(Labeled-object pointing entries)
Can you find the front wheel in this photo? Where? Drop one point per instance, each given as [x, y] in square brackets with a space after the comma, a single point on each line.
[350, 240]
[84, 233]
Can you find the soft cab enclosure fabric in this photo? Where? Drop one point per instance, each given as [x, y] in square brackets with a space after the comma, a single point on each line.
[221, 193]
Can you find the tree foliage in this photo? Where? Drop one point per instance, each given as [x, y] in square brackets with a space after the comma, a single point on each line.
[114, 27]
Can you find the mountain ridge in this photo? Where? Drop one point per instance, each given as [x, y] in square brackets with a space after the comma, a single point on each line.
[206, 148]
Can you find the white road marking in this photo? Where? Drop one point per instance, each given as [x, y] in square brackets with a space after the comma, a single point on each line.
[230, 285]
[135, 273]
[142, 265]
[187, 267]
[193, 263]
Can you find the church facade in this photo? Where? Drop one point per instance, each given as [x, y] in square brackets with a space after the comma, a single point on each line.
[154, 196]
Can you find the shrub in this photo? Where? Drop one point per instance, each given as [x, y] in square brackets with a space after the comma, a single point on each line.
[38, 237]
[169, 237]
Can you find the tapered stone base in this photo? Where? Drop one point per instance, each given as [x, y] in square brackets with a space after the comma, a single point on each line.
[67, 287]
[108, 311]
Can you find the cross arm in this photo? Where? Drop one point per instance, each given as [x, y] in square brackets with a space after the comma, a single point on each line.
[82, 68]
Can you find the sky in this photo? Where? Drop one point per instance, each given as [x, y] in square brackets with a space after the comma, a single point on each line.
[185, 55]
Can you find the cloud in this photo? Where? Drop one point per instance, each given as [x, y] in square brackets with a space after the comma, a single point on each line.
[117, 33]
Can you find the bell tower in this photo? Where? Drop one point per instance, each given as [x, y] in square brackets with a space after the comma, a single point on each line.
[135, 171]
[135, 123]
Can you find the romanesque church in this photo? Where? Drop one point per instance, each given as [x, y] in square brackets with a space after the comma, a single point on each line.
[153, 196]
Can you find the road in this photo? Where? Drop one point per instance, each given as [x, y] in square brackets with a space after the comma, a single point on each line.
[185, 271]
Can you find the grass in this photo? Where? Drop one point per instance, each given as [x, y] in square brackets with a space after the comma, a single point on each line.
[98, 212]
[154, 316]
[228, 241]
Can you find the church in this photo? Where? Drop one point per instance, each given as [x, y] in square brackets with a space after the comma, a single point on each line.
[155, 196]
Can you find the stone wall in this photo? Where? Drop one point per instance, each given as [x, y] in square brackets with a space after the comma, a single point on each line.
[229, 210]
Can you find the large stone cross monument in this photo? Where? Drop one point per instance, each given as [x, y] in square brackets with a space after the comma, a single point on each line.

### SET TASK
Copy out each line exactly as written.

### REPLY TO THE TASK
Can you find the front wheel in this photo? Where? Drop one point per instance, each given as [x, y] in square brackets with a space after the comma, a single point on each line.
[350, 240]
[84, 233]
Can you find the soft cab enclosure fabric in this photo? Where? Drop one point per instance, each given as [x, y] in square brackets with a space after the comma, a single point on each line.
[221, 193]
Can you find the tree foliage in this photo? Where? Drop one point per instance, each given as [x, y] in square brackets with a space after the comma, a single point on each line.
[114, 27]
Can you find the mountain ridge in this photo? Where? Drop one point per instance, each given as [x, y] in square brackets with a space after the comma, a single point on each line.
[206, 148]
Can you find the white road marking in this photo? Where? Drop one point per instance, each given as [x, y] in square brackets with a space after the comma, a single point on each line.
[230, 285]
[135, 273]
[142, 265]
[187, 267]
[193, 263]
Can you find the church facade in this photo? Where? Drop one point per instance, each given as [x, y] in square brackets with a space after the comma, a single point on each line.
[154, 196]
Can you find the shrub in this photo? Where? Drop one point per instance, each given as [x, y] in square brackets with a space after the comma, a single point on each line.
[38, 237]
[169, 237]
Can you find the tapered stone base in this photo? Where? Drop one point per instance, each given as [x, y] in square brackets with a space after the comma, a single point on each line.
[67, 287]
[108, 311]
Can you find the cross arm in this photo? Where? Drop one point per instance, each given as [x, y] in square brackets with a space after the comma, a single point on each line.
[82, 68]
Can you find the sky in this photo? Where? Drop one point per instance, each given as [x, y] in square brackets with a space after the comma, a single point on each line.
[185, 55]
Can you find the cloud in this photo? Where? Drop one point per instance, each given as [x, y] in square brackets with a space after the comma, a single point on each line.
[117, 33]
Can you find the bell tower in this photo? Where? Drop one point per instance, each given as [x, y] in square brackets with a space after the comma, a single point on each line.
[135, 171]
[135, 123]
Can you find the romanesque church in this photo? Where? Drop one point per instance, each given as [x, y] in square brackets with a space after the comma, a single point on each line.
[153, 196]
Can you find the road in this photo? Where? Drop one point per instance, each given as [x, y] in square brackets with a space after the comma, a single point on each line.
[185, 271]
Can you find the grass in this photo? Where? Drop one point per instance, each given as [x, y] in square brackets with a space after the comma, a single point on each line.
[98, 212]
[154, 316]
[228, 241]
Can you find the church in this photo? Where? Drop one point per instance, each given as [x, y] in square brackets with a space after the comma, a single point on each line.
[155, 196]
Can you find the stone wall in this photo? Where? Drop one point per instance, each given as [x, y] in square brackets with a space after the comma, a single point on each line.
[229, 210]
Can you find the large stone cross monument in this photo? Where? Drop one point per instance, each given as [x, y] in square brackets with a space after the comma, a single point on each line.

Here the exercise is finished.